> [WHAT THIS TASK INVOLVES]: Pick out each line of the rows below that contains the string "brighton" and copy it. Letter case must match.

> [Collection entries]:
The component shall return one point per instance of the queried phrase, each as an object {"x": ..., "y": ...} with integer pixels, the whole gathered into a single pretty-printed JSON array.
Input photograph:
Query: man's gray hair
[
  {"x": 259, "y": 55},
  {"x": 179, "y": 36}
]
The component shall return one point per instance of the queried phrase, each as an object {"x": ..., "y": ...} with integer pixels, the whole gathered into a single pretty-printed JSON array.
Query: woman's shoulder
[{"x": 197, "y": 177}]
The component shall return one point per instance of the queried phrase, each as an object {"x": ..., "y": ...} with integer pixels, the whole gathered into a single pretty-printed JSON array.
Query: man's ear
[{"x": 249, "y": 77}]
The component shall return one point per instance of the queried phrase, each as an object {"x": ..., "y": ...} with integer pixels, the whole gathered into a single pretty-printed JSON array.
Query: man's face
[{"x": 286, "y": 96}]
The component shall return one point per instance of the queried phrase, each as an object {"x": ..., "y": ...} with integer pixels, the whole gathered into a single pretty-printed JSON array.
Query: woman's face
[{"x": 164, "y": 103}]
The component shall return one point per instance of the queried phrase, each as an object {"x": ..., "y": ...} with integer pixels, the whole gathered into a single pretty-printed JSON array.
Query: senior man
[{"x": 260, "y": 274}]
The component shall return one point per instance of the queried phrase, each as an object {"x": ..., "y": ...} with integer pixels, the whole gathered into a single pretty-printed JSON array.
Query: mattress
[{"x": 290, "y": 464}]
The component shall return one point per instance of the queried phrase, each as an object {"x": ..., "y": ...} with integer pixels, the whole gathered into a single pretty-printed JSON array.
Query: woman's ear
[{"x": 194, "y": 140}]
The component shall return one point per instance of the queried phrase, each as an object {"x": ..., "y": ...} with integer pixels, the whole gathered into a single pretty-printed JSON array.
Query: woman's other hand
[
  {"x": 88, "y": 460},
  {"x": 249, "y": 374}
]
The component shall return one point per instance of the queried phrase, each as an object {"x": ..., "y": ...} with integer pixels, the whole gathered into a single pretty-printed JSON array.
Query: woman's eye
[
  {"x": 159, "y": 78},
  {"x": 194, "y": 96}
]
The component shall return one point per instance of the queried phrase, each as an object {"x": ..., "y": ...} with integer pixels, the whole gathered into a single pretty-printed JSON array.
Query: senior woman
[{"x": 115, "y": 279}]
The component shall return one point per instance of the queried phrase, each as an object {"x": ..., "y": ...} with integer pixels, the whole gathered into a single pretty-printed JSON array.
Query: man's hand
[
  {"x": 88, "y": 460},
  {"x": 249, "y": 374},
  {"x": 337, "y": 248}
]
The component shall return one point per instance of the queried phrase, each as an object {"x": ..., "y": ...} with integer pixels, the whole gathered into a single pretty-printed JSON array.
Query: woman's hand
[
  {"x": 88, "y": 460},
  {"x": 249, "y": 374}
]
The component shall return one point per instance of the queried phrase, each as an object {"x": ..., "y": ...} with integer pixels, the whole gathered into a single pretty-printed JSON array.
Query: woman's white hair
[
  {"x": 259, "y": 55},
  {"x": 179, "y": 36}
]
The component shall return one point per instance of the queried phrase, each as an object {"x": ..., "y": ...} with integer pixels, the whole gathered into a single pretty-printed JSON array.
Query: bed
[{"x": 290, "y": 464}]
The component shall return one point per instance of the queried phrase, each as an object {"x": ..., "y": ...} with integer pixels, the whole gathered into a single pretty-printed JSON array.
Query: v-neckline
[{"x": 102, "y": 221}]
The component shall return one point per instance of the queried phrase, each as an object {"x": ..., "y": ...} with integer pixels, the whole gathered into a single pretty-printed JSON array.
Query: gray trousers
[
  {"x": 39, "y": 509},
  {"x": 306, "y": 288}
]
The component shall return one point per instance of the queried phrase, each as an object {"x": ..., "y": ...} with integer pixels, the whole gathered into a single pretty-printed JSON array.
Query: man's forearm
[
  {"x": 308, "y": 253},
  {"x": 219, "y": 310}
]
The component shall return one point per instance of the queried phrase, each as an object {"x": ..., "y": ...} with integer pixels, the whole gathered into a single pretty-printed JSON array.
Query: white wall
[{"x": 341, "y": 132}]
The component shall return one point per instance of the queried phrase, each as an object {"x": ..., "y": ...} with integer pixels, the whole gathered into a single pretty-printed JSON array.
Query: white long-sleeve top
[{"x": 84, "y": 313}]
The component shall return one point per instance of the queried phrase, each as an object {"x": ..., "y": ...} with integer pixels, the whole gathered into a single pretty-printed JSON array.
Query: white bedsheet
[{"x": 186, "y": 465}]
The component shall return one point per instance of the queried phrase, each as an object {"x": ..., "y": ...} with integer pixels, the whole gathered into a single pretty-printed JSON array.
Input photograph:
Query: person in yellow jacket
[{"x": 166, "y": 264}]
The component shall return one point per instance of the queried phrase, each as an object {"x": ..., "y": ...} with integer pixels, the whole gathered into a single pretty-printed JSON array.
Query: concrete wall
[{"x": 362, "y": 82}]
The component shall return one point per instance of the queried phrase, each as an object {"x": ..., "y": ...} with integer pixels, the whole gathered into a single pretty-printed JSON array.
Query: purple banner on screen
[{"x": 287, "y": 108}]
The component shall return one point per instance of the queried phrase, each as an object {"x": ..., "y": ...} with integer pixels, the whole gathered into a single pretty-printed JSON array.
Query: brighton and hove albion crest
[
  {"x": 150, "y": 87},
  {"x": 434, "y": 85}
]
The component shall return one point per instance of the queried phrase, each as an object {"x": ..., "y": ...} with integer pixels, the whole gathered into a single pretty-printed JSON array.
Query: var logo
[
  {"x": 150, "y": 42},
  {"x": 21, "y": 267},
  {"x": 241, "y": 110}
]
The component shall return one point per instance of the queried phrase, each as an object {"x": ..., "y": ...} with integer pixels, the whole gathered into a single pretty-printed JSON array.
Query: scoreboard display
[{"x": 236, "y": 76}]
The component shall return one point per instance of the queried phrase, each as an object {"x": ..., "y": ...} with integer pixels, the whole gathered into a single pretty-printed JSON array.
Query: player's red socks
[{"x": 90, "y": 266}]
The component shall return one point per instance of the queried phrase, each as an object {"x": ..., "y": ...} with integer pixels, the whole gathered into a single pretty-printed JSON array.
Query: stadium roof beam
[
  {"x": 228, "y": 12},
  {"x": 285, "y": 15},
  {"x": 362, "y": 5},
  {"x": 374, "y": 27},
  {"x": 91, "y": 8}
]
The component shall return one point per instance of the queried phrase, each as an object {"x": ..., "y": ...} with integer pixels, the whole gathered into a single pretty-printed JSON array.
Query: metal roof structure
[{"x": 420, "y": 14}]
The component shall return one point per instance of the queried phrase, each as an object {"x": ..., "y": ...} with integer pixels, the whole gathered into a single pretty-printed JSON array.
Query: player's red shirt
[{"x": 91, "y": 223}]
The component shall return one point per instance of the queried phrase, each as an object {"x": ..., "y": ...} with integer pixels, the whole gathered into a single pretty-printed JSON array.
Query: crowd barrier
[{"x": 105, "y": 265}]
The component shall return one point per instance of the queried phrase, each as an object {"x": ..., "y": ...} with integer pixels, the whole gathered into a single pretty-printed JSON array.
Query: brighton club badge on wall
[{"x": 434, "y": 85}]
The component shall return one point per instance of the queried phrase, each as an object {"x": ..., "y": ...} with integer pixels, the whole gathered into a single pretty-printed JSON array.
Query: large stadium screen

> [PROBLEM SOLUTION]:
Query: brighton and hove albion crest
Query: brighton club badge on wall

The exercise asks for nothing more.